══ Teks Bacaan

“Kamu Bergaya, Maka Kamu Ada”
Mungkin begitulah sebagian besar pesan moral yang saya dapatkan dari menonton film garapan Lucky Suwandi tersebut, ditengah — tengah pandemi ini. Sesekali saya tertawa kecil, mengakui betapa relate nya adegan — adegan dari film ‘Selamat Pagi, Malam’ dengan masalah sehari — hari yang sebagian besar sudah menjadi hal yang biasa bagi kita. Ya, walaupun begitu, masalah — masalah itu tetap mengusik kita semua sejak dulu hingga sekarang.
Melihat perkembangan gaya hidup zaman sekarang, film keluaran tahun 2014 ini cukup menyindir dari dialog — dialog dan adegan — adegannya. Mulai dari lifestyle, teknologi, pergaulan, dan masih banyak lagi yang tidak banyak berubah sekarang — sekarang ini. Anak muda memenuhi gerai — gerai coffee shop dan restoran dengan estetika cantik, beberapa sibuk dengan laptop mereka masing — masing. Tak lupa, segelas es kopi susu di atas meja mereka. Sesekali menambahkan sebuah pembaruan di media sosial, bentuk sarana aktualisasi diri.
Dan mungkin, kamu dan saya termasuk salah dua dari mereka.
Empt karakter utama dalam ‘Selamat Pagi, Malam’ mendeskripsikan masalah — masalah di atas dengan mulus, terasa dekat sekali dengan kehidupan sehari — hari. Entah itu merupakan masalah individu, atau masalah orang yang ada di sekitar kita, mulai dari menjadi pentingnya sebuah aktualisasi diri lewat media sosial, gadget sebagai the other half dari kita sebagai manusia, social climber, hingga budaya konsumtif yang bukan lagi untuk memenuhi kebutuhan namun untuk memenuhi gengsi.
Menurut saya film ini tidak hanya merupakan film ringan yang mudah dipahami, namun juga film yang jujur. Tingkah laku individu yang bertopeng hanya untuk menyetarakan standar sosial yang berujung pada krisis identitas seseorang. Menuju akhir film, semua karakter ditemukan pada titik balik keadaan. Seakan menyuruh untuk mengambil pilihan. Menjadi diri sendiri dengan senyaman nya dan tidak mempedulikan apa kata orang sekitar, atau tetap menjadi ‘ada’ di tengah — tengah society dengan standar sosial yang penuh tekanan.

════
══ Bahan Sumber

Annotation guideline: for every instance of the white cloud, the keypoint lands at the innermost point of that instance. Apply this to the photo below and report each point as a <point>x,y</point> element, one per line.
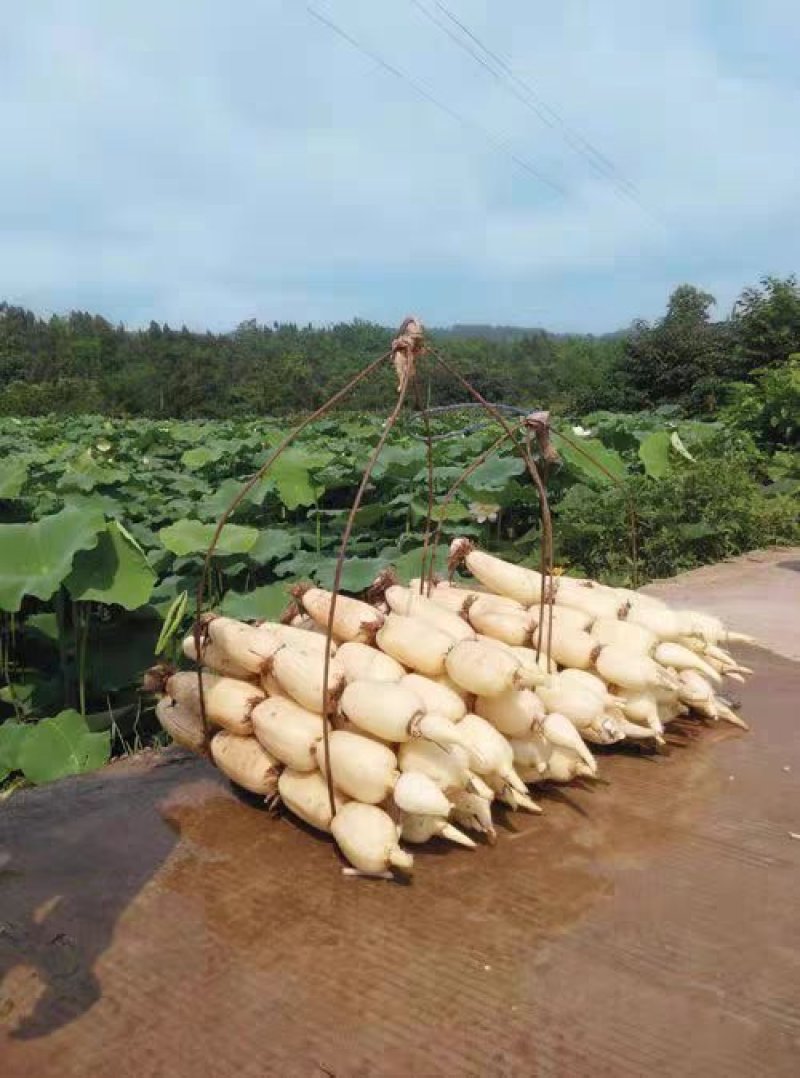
<point>179,162</point>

════

> _Uji Pemahaman_
- a) Sebutkan masalah yang menurut ulasan film 'Selamat Pagi, Malam' tergambar lewat karakter utamanya, mulai dari yang disebut pertama hingga yang terakhir.
- b) Tuliskan lanjutan ulasan film 'Selamat Pagi, Malam' setelah kalimat terakhirnya.

> _Jawaban Tugas_
- a)
- Pentingnya aktualisasi diri lewat media sosial
- Gadget sebagai the other half dari kita sebagai manusia
- Social climber
- Budaya konsumtif yang bukan lagi untuk memenuhi kebutuhan, tetapi untuk memenuhi gengsi

- b)
Saya terdiam cukup lama begitu film ini benar — benar selesai. Pikiran saya cukup penuh saat itu. Terlintas mengingat pelajaran ilmu fisika bahwa tekanan berbanding lurus dengan gaya. Apakah berlaku untuk kehidupan sosial juga? Bahwa, mungkin saja hidup ini terasa banyak tekanan salah satunya adalah karena banyak gaya?
Dengan uang bulanan — entah itu gaji atau sangu dari orang tua — anggapan selalu saja banyak yang merasa tidak cukup. budaya nongkrong, konsumsi kopi dari gerai coffee shop baru atau ternama di kota masing — masing, membeli kaos keluaran terbaru, atau berlomba konsumsi sebuah produk alih — alih ‘mumpung diskon’ dan berakhir mengeluh. Kadang lupa bersyukur.
Karakter Gia (diperankan oleh Adinia Wirasti) dan Naomi (diperankan oleh Marissa Anita) berhasil membuat kalimat ‘bahagia itu sederhana’ sangat nyata dalam beberapa adegan atau lebih tepatnya, untuk saya pribadi, ‘hidup itu sederhana, gaya yang bikin ribet’.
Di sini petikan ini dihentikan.